# [DESCRIPTION OF THE TASK]
Print all entries word for word.

# [EXERCISE INPUTS]

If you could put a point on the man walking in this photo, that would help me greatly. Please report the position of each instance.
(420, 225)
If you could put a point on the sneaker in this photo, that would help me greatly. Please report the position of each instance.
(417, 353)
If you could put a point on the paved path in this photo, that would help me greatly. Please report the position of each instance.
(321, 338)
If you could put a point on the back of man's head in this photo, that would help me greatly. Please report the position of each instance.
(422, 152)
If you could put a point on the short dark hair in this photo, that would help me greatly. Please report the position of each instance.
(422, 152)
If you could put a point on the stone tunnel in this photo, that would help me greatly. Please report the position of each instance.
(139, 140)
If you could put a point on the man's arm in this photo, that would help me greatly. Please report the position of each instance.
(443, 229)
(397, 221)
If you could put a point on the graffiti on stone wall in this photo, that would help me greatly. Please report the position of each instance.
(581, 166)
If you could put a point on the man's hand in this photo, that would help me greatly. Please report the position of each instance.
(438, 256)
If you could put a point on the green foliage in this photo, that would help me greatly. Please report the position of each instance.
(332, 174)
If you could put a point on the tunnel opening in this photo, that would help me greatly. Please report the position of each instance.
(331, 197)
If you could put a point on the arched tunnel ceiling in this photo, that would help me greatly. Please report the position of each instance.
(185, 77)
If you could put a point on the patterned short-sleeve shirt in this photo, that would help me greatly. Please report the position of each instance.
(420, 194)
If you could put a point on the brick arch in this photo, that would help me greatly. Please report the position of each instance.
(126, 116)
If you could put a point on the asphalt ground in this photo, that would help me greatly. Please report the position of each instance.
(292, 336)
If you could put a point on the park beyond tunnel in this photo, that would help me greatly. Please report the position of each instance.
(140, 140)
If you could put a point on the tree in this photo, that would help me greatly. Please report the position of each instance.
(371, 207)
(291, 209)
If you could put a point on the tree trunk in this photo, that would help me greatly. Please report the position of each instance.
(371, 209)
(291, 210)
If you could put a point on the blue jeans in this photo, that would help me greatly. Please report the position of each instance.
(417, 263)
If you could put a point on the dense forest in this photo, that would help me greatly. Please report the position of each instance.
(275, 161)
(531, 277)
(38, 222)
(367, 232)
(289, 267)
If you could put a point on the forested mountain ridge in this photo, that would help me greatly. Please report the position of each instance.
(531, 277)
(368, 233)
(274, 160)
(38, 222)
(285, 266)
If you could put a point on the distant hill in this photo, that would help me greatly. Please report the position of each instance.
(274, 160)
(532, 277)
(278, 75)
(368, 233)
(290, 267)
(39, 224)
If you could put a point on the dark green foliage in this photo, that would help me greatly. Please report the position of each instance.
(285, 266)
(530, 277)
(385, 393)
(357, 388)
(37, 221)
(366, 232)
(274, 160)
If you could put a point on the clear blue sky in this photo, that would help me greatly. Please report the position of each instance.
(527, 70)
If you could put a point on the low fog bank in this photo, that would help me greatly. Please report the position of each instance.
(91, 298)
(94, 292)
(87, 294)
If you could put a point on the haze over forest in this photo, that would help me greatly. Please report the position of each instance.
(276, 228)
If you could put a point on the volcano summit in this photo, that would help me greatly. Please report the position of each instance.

# [SOLUTION]
If you could put a point on the man walking in this photo, that would help me greatly. Please report the position of each instance.
(420, 225)
If you could put a point on the sneaker in this photo, that would help me greatly. Please report the position of each instance.
(417, 353)
If you could put a point on the paved path in this photo, that would help me greatly. Please report the position of each instance.
(321, 338)
If you could put a point on the back of man's head in this photo, that would help me greatly. Please report the position of each instance.
(422, 152)
If you could put a point on the short dark hair in this photo, that would help me greatly. Please report the position of each instance.
(422, 152)
If you could put a point on the stone tunnel in this photo, that would help me greatly. Please report the position of each instance.
(139, 140)
If you could put a point on the man's arm in this photo, that would help me greatly. Please report the position of each instance.
(443, 229)
(397, 221)
If you could put a point on the graffiti on stone wall in this photo, that would help me greatly. Please report the position of each instance.
(581, 166)
If you could put a point on the man's hand in this photo, that would help me greatly. Please report the position of each instance.
(438, 256)
If you could put a point on the green foliage in this photo, that would help me greatly. Please report the position of each instance.
(332, 174)
If you could put a point on the tunnel opening in this photo, that would help me greatly. Please report the position of each instance.
(331, 197)
If you could put a point on the arched tunnel ceiling in this photo, that would help me greatly. Please report the position of each instance.
(185, 77)
If you could put a point on the patterned short-sleeve shirt in this photo, that would help me greatly. Please report the position of each instance.
(420, 194)
If you could put a point on the brick arch in this photo, that would help me greatly. Please report the position of each instance.
(126, 116)
If you could put a point on the asphalt ground in this photo, that would help me greatly. Please report the position of each instance.
(292, 336)
If you could put a point on the park beyond tunnel in this photo, that would help me greatly. Please report the position of each instance.
(140, 140)
If you could put a point on the tree in this photo, that would help me greatly. Please report the position of each instance.
(371, 207)
(291, 209)
If you could put a point on the tree trunk in this photo, that would help me greatly. Please report the position of each instance.
(371, 209)
(291, 210)
If you could put a point on the blue jeans in this photo, that would help me greatly. Please report the position of each instance.
(417, 263)
If you could put a point on the dense forest in this photo, that would help me greatly. Please report the position of each instance.
(275, 161)
(531, 277)
(38, 222)
(367, 232)
(289, 267)
If you could put a point on the forested mountain ridge in this photo, that would help me greatly. Please report the position of each instance.
(531, 277)
(368, 233)
(274, 160)
(38, 222)
(285, 266)
If you could put a point on the distant hill in this photo, that would help me greatly. Please report the position of each instance.
(274, 160)
(532, 277)
(278, 75)
(368, 233)
(290, 267)
(39, 224)
If you could put a point on the dark green foliage in this photo, that would help me greatly. Please report the position of each instance.
(285, 266)
(530, 277)
(385, 393)
(357, 388)
(37, 221)
(366, 232)
(274, 160)
If you could put a point on the clear blue sky in this photo, that would help me greatly. Please report the position of each instance.
(527, 70)
If you could put a point on the low fog bank in this photo, that would help me greatly. Please report the position of each instance.
(91, 298)
(94, 292)
(87, 294)
If you could put a point on the haze over forest in this photo, that would help me greatly. Please report the position of each instance.
(276, 228)
If you could put a point on the volcano summit in this photo, that would help me greatly. Please report the position of each instance.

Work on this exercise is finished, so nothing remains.